What the task requires —
In the records below, work out how many lines hold the word "tube". Report the number alone.

(Extracted records)
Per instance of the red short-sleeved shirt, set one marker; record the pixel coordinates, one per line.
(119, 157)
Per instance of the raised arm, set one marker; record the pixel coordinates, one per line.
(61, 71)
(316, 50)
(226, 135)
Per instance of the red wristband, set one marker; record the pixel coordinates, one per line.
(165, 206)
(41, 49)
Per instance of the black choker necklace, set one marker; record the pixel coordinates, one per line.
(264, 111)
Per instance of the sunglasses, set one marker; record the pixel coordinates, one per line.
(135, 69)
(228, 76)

---

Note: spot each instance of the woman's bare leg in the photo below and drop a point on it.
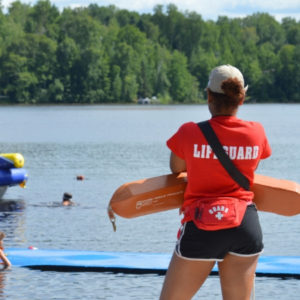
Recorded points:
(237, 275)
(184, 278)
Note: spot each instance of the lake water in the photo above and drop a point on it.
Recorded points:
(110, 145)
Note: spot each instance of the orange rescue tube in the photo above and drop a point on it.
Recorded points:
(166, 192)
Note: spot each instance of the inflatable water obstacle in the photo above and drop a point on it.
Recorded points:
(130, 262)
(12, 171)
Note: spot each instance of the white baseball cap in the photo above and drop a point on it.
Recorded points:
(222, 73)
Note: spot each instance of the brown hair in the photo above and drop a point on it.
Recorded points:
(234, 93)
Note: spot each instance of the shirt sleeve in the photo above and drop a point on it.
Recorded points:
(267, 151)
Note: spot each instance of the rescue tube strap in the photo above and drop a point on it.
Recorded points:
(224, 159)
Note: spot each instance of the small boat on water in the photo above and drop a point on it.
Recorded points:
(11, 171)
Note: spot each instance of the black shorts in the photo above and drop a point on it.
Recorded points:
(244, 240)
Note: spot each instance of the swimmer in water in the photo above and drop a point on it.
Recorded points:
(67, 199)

Solution —
2